PAGE TEXT:
It was unbeknown to the
applicant’s head office that an application for condonation had
not been filed until the applicant
was alerted thereto by the third
respondent in May 2007.  Up until that point, the file in
this matter was handled by
an employee relations manager in the
relevant branch of the applicant.  The employee relations
manager took over the file
in 2006 after it was relayed back to the
branch from head office …”.  I stop there.
When the matter was then
argued before me by Mr Lafuana, he struggled for words to try and
support this explanation.  I put
a proposition to him that
according to this explanation, it must follow that an entity such a
government or a department of state
which employs much more than
16 000 employees would therefore find so much reliance in an
explanation such as this in not
complying with the timeframes that
are prescribed by the rules of this court.  He realised the full
implications of this.
In fact, when Mr Labea took the stand, he
pointed out that this cannot be an acceptable reason for failing to
comply with the timeframe,
to this I agree with him. He quickly
pointed out that there are a number of applications of a similar
nature where the applicant
complies with time where he features or he
has featured. In the one case, he was two weeks late and this court
found against him.

DIRECTIONS:
A. In the court ruling, when was the applicant alerted by the third respondent that no application for condonation had been filed?
B. Count the lines in the entries that contain the word "wooden" and reply with the number alone.

LISTED RECORDS:
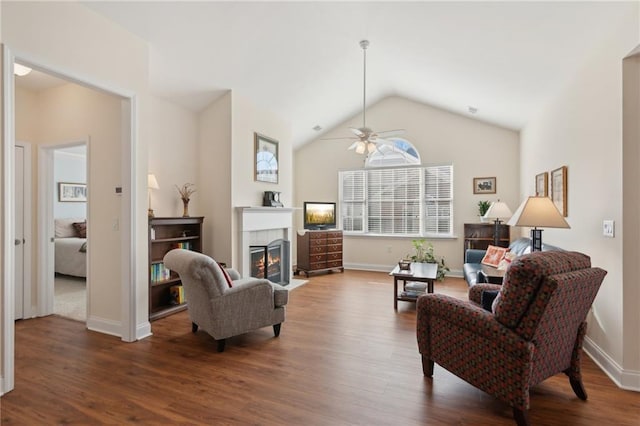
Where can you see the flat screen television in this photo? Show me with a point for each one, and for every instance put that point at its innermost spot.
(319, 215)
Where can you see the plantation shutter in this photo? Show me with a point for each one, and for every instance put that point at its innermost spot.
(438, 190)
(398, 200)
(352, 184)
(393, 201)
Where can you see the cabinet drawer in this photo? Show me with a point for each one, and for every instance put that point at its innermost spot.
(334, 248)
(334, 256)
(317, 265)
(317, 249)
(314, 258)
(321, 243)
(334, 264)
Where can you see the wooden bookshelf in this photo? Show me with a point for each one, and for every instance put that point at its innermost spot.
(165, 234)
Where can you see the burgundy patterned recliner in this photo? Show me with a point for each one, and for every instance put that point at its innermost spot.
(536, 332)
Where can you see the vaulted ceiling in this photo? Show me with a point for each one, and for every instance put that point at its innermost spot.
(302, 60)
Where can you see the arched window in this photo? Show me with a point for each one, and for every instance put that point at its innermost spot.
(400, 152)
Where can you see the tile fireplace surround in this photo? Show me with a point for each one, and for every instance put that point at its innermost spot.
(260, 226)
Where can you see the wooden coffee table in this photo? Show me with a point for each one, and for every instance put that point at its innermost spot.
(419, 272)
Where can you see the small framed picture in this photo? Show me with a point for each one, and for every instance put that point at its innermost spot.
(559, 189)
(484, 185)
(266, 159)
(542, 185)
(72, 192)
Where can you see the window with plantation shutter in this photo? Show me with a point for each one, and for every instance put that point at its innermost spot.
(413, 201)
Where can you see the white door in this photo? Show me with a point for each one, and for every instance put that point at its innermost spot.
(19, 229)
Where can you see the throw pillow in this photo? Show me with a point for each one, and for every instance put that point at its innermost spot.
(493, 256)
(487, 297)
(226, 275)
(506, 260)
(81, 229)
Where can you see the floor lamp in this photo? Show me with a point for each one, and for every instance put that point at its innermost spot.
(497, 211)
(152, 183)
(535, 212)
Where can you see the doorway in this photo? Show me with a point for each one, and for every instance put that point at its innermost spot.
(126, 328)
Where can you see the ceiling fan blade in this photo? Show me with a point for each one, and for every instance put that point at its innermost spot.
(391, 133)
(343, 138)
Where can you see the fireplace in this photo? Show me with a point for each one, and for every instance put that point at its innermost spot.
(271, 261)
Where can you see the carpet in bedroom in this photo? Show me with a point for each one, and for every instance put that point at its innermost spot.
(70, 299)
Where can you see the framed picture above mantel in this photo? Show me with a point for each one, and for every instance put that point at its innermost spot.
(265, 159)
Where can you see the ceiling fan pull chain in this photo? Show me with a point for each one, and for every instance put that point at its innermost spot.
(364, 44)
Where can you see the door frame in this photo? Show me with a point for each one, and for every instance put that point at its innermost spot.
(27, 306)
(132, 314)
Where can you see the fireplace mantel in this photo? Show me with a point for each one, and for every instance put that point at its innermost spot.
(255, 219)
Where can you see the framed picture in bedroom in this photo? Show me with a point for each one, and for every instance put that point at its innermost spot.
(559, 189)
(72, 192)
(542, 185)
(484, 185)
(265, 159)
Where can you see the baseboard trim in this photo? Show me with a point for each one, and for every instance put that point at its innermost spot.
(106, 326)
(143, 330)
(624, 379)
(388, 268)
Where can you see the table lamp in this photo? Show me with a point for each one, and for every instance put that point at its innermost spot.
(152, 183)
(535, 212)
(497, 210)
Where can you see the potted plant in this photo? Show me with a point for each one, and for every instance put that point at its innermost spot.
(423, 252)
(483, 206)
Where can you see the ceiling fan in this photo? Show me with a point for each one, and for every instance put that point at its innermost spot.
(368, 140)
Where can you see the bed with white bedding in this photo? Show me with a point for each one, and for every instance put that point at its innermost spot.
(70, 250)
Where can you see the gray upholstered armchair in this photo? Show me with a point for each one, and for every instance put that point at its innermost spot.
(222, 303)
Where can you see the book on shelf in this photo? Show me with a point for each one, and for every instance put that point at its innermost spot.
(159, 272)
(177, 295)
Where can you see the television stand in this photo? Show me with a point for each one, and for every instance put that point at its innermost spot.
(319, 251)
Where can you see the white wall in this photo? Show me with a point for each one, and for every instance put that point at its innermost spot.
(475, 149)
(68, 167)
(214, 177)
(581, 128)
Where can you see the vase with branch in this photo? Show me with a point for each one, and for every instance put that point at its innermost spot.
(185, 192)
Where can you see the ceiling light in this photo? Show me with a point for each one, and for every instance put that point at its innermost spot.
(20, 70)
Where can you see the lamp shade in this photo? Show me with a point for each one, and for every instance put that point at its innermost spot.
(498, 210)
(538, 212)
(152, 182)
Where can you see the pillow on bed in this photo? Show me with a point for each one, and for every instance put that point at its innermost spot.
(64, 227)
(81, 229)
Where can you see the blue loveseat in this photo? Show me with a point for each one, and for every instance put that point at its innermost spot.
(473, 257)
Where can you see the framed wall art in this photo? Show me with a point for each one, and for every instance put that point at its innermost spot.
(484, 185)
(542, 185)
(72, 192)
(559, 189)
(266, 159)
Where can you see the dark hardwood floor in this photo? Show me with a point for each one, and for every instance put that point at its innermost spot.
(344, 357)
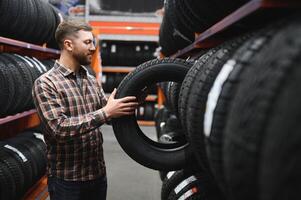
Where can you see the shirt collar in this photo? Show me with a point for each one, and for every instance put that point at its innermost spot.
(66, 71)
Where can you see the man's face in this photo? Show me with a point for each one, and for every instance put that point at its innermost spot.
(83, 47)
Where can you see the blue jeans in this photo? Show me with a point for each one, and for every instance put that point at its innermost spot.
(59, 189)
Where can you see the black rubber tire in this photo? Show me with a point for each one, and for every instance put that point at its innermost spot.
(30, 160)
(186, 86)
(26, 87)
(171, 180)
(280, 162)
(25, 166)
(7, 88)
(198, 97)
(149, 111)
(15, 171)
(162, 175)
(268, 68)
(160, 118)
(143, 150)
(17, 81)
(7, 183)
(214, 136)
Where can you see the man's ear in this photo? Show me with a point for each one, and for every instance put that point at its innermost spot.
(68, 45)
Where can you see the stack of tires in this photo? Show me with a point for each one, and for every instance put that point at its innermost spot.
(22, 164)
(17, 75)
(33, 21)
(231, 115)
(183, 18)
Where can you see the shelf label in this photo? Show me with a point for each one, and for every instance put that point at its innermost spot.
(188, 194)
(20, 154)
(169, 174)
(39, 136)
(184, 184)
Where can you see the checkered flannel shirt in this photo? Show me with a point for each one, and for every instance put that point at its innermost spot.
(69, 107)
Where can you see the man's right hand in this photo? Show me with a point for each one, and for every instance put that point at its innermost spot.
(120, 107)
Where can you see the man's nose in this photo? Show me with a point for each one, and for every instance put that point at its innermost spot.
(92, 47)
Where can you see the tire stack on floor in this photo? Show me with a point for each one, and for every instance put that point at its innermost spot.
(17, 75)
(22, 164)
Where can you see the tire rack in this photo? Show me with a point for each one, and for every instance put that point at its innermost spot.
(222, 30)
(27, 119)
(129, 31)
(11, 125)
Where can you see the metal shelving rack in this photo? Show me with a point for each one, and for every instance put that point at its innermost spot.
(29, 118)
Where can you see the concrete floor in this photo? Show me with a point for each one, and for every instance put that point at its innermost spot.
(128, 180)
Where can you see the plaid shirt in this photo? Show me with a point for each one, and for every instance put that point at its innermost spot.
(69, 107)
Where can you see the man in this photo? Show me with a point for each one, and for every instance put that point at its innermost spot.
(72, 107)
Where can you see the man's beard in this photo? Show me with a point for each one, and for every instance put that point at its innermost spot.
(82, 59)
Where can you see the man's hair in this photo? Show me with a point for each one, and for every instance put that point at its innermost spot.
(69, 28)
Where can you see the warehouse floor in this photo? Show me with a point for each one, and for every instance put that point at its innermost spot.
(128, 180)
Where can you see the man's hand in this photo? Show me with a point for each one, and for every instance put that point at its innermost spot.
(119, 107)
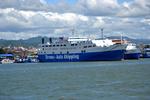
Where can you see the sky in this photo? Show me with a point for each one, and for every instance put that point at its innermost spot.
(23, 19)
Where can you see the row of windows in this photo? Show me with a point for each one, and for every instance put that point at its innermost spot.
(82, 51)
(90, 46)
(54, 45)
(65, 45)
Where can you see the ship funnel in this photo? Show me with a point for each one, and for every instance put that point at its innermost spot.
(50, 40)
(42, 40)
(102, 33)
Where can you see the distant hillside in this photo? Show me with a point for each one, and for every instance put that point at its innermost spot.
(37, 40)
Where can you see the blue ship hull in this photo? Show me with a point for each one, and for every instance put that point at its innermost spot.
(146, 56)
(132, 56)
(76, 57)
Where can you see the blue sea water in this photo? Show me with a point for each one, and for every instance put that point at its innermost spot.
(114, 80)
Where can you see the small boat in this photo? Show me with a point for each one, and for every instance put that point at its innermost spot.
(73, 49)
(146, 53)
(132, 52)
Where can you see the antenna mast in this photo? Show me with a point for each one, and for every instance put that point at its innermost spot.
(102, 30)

---

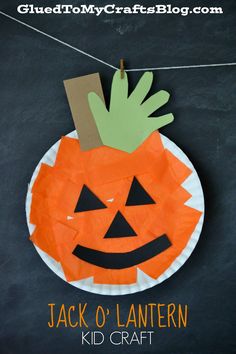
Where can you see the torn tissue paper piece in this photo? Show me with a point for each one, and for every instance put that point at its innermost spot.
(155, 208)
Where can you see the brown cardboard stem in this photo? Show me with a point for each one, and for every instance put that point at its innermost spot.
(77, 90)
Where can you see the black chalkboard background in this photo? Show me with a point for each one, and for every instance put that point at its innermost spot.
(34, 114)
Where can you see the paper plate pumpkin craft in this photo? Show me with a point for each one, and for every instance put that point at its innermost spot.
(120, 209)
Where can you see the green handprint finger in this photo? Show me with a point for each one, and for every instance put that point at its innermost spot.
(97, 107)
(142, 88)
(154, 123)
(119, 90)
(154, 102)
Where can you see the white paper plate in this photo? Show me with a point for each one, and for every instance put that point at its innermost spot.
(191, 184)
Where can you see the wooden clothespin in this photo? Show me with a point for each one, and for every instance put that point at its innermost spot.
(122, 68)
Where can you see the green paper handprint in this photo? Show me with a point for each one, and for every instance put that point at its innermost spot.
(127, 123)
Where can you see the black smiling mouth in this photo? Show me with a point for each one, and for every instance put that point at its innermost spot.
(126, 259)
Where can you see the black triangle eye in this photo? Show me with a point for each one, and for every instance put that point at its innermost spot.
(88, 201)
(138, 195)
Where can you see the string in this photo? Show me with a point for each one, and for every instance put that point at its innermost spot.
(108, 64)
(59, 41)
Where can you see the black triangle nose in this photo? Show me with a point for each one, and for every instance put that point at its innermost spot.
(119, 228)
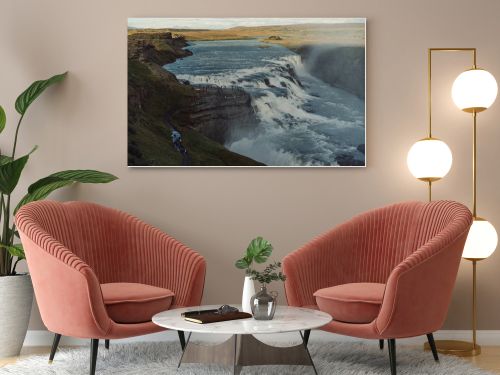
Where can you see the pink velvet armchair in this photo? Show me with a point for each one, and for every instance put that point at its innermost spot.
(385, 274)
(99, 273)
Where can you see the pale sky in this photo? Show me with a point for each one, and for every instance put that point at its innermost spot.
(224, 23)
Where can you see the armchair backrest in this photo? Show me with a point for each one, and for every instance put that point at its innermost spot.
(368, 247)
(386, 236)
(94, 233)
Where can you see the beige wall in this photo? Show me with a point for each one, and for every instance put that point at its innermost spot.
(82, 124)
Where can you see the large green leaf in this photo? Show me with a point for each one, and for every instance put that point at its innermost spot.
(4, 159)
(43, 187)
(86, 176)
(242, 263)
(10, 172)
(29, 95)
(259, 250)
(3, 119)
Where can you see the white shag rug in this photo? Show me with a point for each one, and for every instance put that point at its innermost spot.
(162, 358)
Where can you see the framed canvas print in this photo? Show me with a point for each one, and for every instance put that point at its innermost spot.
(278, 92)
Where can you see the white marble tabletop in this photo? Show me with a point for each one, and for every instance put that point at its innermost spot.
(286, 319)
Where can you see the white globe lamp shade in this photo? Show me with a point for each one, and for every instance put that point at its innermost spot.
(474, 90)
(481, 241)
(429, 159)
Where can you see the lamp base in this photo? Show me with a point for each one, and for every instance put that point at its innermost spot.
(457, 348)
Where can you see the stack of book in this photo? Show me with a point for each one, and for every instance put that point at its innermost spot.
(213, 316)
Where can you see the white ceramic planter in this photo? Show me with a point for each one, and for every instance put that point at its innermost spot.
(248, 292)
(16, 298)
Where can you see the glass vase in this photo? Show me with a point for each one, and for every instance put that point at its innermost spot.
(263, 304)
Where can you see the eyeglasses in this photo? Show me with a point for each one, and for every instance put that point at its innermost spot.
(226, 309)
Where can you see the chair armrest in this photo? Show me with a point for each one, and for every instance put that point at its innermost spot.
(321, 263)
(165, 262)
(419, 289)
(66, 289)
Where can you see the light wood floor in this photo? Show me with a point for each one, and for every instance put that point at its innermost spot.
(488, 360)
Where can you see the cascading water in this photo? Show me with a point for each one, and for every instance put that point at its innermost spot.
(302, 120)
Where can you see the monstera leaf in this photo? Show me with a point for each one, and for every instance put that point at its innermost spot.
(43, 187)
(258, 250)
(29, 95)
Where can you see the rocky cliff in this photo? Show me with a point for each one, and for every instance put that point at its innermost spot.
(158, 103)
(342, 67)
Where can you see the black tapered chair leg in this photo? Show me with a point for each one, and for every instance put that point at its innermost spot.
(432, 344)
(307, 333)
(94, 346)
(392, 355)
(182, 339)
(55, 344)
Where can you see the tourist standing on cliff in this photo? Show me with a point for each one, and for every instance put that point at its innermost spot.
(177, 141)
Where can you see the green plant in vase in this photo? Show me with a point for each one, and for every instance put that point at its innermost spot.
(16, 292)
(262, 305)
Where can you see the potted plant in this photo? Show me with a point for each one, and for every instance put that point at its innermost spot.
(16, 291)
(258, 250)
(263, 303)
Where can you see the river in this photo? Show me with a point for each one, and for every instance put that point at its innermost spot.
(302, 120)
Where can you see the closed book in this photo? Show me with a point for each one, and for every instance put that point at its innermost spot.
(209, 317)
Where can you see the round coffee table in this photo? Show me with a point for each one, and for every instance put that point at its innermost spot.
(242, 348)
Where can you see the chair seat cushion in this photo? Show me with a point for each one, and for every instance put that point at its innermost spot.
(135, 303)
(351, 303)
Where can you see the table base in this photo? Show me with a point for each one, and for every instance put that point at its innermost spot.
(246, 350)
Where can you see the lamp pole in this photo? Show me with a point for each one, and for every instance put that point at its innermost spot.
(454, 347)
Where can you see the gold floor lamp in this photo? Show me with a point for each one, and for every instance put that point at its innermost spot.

ANSWERS TO THE EXERCISES:
A. May 2007

B. 3